'''

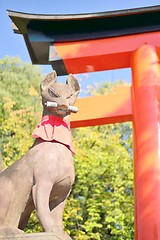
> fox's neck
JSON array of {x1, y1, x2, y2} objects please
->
[{"x1": 42, "y1": 108, "x2": 70, "y2": 122}]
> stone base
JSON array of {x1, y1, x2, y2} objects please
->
[{"x1": 0, "y1": 232, "x2": 72, "y2": 240}]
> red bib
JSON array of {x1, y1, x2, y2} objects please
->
[{"x1": 32, "y1": 115, "x2": 75, "y2": 154}]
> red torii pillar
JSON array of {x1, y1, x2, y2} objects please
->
[{"x1": 132, "y1": 45, "x2": 160, "y2": 240}]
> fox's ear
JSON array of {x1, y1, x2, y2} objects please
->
[
  {"x1": 40, "y1": 71, "x2": 57, "y2": 91},
  {"x1": 66, "y1": 74, "x2": 80, "y2": 95}
]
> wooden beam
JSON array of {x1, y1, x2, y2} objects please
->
[
  {"x1": 71, "y1": 86, "x2": 132, "y2": 128},
  {"x1": 50, "y1": 32, "x2": 160, "y2": 73}
]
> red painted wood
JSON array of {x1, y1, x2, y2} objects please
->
[
  {"x1": 71, "y1": 86, "x2": 132, "y2": 128},
  {"x1": 54, "y1": 32, "x2": 160, "y2": 73},
  {"x1": 132, "y1": 45, "x2": 160, "y2": 240}
]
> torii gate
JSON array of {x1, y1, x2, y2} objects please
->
[{"x1": 8, "y1": 6, "x2": 160, "y2": 240}]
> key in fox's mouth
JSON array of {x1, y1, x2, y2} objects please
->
[{"x1": 56, "y1": 107, "x2": 67, "y2": 115}]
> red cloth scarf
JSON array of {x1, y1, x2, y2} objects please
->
[{"x1": 32, "y1": 115, "x2": 75, "y2": 154}]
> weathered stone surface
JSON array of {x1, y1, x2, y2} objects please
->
[{"x1": 0, "y1": 233, "x2": 71, "y2": 240}]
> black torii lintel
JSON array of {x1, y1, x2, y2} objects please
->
[{"x1": 8, "y1": 5, "x2": 160, "y2": 75}]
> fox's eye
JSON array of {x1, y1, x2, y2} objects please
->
[
  {"x1": 66, "y1": 93, "x2": 73, "y2": 99},
  {"x1": 48, "y1": 88, "x2": 59, "y2": 97}
]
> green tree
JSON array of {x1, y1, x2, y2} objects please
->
[{"x1": 0, "y1": 57, "x2": 133, "y2": 240}]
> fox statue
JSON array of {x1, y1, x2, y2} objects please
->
[{"x1": 0, "y1": 71, "x2": 80, "y2": 240}]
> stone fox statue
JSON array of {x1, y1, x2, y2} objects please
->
[{"x1": 0, "y1": 71, "x2": 80, "y2": 239}]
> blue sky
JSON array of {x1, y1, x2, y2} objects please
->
[{"x1": 0, "y1": 0, "x2": 160, "y2": 96}]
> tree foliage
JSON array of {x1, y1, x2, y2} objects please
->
[{"x1": 0, "y1": 57, "x2": 134, "y2": 240}]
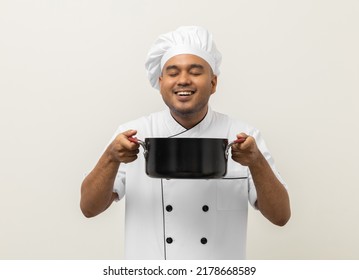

'''

● **Problem description**
Could you repeat every one of the lines above, requests included, with each bounding-box coordinate in the answers multiplied by 1.2 and rounded to a whole number (halves go up)? Leave the pictures out.

● **Solution to the problem**
> fox's neck
JSON array of {x1, y1, x2, y2} objects please
->
[{"x1": 50, "y1": 130, "x2": 84, "y2": 146}]
> stone base
JSON array of {x1, y1, x2, y2} objects please
->
[{"x1": 0, "y1": 278, "x2": 86, "y2": 288}]
> red bib
JSON array of {x1, y1, x2, y2} objects please
->
[{"x1": 38, "y1": 138, "x2": 90, "y2": 185}]
> red torii pillar
JSON array of {x1, y1, x2, y2} objects please
->
[{"x1": 158, "y1": 54, "x2": 192, "y2": 288}]
> fox's ear
JSON array of {x1, y1, x2, y2} objects please
->
[
  {"x1": 48, "y1": 85, "x2": 68, "y2": 109},
  {"x1": 79, "y1": 89, "x2": 96, "y2": 114}
]
> wooden beam
JSON array of {x1, y1, x2, y2} objects please
->
[
  {"x1": 85, "y1": 103, "x2": 158, "y2": 154},
  {"x1": 60, "y1": 38, "x2": 192, "y2": 88}
]
> red painted wood
JSON array of {x1, y1, x2, y2} objects please
->
[
  {"x1": 85, "y1": 103, "x2": 158, "y2": 154},
  {"x1": 65, "y1": 38, "x2": 192, "y2": 88},
  {"x1": 158, "y1": 54, "x2": 192, "y2": 288}
]
> torii gate
JSON array of {x1, y1, x2, y2} objects please
->
[{"x1": 10, "y1": 7, "x2": 192, "y2": 288}]
> key in fox's mouth
JSON array of {x1, y1, x2, y2} objects please
->
[{"x1": 67, "y1": 128, "x2": 80, "y2": 138}]
> red cloth scarf
JSON array of {x1, y1, x2, y2} objects please
->
[{"x1": 38, "y1": 138, "x2": 90, "y2": 185}]
> weathered stone surface
JSON array of {x1, y1, x2, y2} objects please
->
[{"x1": 0, "y1": 280, "x2": 85, "y2": 288}]
> black torii lintel
JSON array of {x1, y1, x2, y2} objects please
->
[{"x1": 10, "y1": 6, "x2": 192, "y2": 90}]
> fox's eye
JSON array of {x1, y1, x2, y2} objects please
->
[
  {"x1": 79, "y1": 112, "x2": 88, "y2": 119},
  {"x1": 58, "y1": 106, "x2": 71, "y2": 116}
]
> green tree
JSON array of {x1, y1, x2, y2} objects please
->
[{"x1": 0, "y1": 68, "x2": 160, "y2": 288}]
> fox statue
JSON array of {x1, y1, x2, y2} objects please
->
[{"x1": 0, "y1": 85, "x2": 96, "y2": 288}]
> stone fox statue
JSON array of {x1, y1, x2, y2} objects please
->
[{"x1": 0, "y1": 85, "x2": 96, "y2": 287}]
> blue sky
JSON array of {x1, y1, x2, y2} objects please
->
[{"x1": 0, "y1": 0, "x2": 192, "y2": 115}]
> tree foliage
JSON array of {x1, y1, x2, y2} objects please
->
[{"x1": 0, "y1": 68, "x2": 161, "y2": 288}]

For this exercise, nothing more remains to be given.